Request:
Reproduce the data below line for line, with no changes.

(Point annotation data)

----------------

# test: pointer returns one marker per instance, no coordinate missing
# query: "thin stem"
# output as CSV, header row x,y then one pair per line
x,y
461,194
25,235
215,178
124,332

----------------

Task solution:
# test: pointer returns one marker per instance, no coordinate missing
# query: "thin stem"
# output as CSV, header row x,y then one pair per line
x,y
461,194
25,235
215,178
124,332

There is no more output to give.